=== PROBLEM DETAILS ===
Reproduce all of the data below verbatim, but leave the pictures out.
[Begin STORED RECORDS]
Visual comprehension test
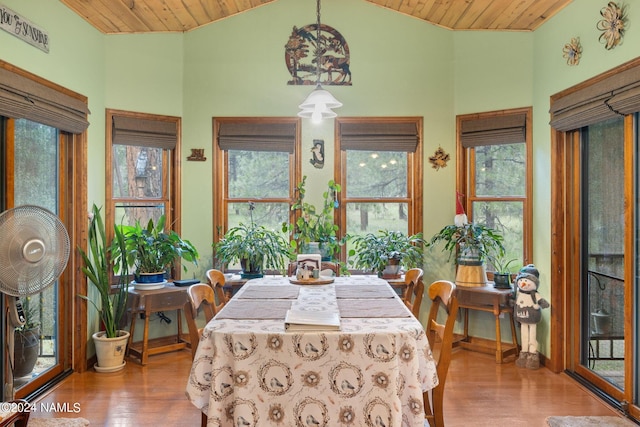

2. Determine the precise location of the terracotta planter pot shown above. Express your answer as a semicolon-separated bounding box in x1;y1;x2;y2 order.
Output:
92;331;129;372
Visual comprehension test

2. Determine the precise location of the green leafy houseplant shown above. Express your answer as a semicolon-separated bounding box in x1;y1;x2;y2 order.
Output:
282;175;345;261
429;223;504;263
487;249;519;289
78;205;129;338
349;230;424;275
213;203;292;276
114;215;199;280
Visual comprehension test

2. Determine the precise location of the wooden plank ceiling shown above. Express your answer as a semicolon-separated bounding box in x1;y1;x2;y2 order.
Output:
60;0;571;34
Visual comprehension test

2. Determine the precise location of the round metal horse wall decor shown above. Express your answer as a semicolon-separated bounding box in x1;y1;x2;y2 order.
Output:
[End STORED RECORDS]
=== RESPONSE TO THE TASK ===
Visual comprehension test

2. Determine the precise location of the terracotta planter pot shown above. Express your answer as a semicolon-separated bounding box in x1;y1;x2;y2 order.
Output:
92;331;129;372
Visual comprehension test

2. Determine the precise location of the green leafy houseplant shown above. Express your answer as a semicolon-separated bounding box in x1;y1;x2;y2 order.
Output:
282;175;345;261
429;223;504;263
487;249;519;289
78;205;129;338
349;230;424;275
213;203;292;276
114;215;199;280
Visual comprehension test

2. Determine the precise location of the wooden plank ceiling shown above. Express your answer as a semicolon-separated bounding box in x1;y1;x2;y2 order.
Output:
60;0;571;34
Visual comprehension test

2. Determine the precise location of the round metal horse wall decor shown above. Express your answer as a semicolon-separated bounding box in x1;y1;x2;y2 order.
Output:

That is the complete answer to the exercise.